===== SELECTED EXCERPT

“Breaking Up” is Much Harder for New Jersey Civil Union Partners

Civil Union vs Married: Dissolution Differences

Our older clients will remember the 1962 hit song “Breaking Up Is Hard to Do” by Neil Sedaka. Anyone who has been through a divorce will readily agree with Mr. Sedaka!

This truism is particularly applicable to civil unions in New Jersey.

In 2006, the New Jersey Supreme Court ruled in Lewis v. Harris that the Garden State’s same sex couples are entitled to the same state constitutional equal protections afforded to married heterosexual couples:

Ultimately, we have the responsibility of ensuring that every New Jersey citizen receives the full protection of our State Constitution. In light of plaintiffs’ strong interest in rights and benefits comparable to those of married couples, the State has failed to show a public need for disparate treatment. We conclude that denying to committed same-sex couples the financial and social benefits and privileges given to their married heterosexual counterparts bears no substantial relationship to a legitimate governmental purpose. We now hold that under the equal protection guarantee of Article I, Paragraph 1 of the New Jersey Constitution, committed same-sex couples must be afforded on equal terms the same rights and benefits enjoyed by married opposite-sex couples.

Later that same year, the New Jersey State Legislature responded to the Harris decision by passing legislation providing for “civil unions.”

The Legislature’s civil union bill did not, however, end the discussion. Ever since civil unions have been permitted in New Jersey, there has been a robust and ongoing debate concerning whether that institution, at least in its current statutory form, truly places same sex couples “on equal terms” with opposite sex couples as contemplated by the Harris Court

A major complicating factor for New Jersey’s same sex couples is the lack of a “irreconcilable differences” for divorce contained in the 2006 civil union legislation.

On January 20, 2007, Governor Jon Corzine signed a bill allowing opposite sex couples to file for a divorce on the basis of “irreconcilable differences.” Prior to January 2007, an individual filing for divorce in New Jersey was forced to allege a “fault-based” grounds for divorce or an 18 month separation.

==========

### PROBLEMS AND TASKS
(1) In the article on New Jersey civil unions, on what date did Governor Jon Corzine sign the bill letting opposite sex couples file for divorce on the basis of "irreconcilable differences"?
(2) Carry on the article on New Jersey civil unions from its last sentence.
The entries that come next have nothing to do with the article on New Jersey civil unions.

===== RECORDED DATA

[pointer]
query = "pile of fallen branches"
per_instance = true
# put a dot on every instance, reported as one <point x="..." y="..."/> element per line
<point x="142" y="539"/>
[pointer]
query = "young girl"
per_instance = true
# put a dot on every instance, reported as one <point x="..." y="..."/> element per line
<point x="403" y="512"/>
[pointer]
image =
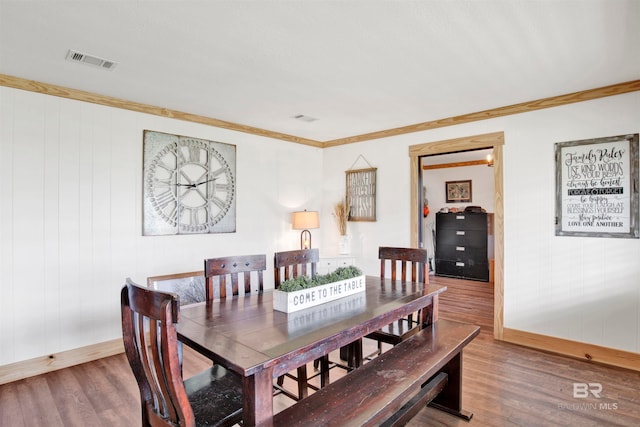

==========

### TASK RESPONSES
(1) January 20, 2007.

(2)
For example, either spouse could file a complaint stating that the other party engaged in “mental cruelty;” unfortunately, such a charge required the accusing party to set forth specific instances of cruel behavior in the complaint itself.  To succeed on the grounds of adultery, parties must prove “opportunity” and “inclination” on behalf of the accused spouse to commit adultery backed up by circumstantial evidence, as well as name and serve the alleged adulterous third party in the complaint.

It’s easy to see how accusing the other party of adultery, extreme cruelty or some other fault-based grounds often had the effect of unnecessarily exacerbating both the cost and length of matrimonial litigation. It also made certain divorce cases much harder to resolve since such emotionally-charged, personal and sensitive complaints often cause the responding party to dig his or her heels into the ground.  Demonstrating “irreconcilable differences,” however, only requires the complainant to show there had been a breakdown of the marriage for six or more months prior to filing and, additionally, that there exists no realistic chance or reconciliation. It’s a much easier and less contentious way to proceed!

The “irreconcilable differences” option is not, however, available to same sex civil union couples seeking a dissolution. The “irreconcilable differences” law signed by Jon Corzine in 2007 did not amend the civil union law passed roughly one year before. What follows are the available grounds for dissolution set forth under New Jersey statute:

2A:34-2.1. Dissolution of a civil union, causes.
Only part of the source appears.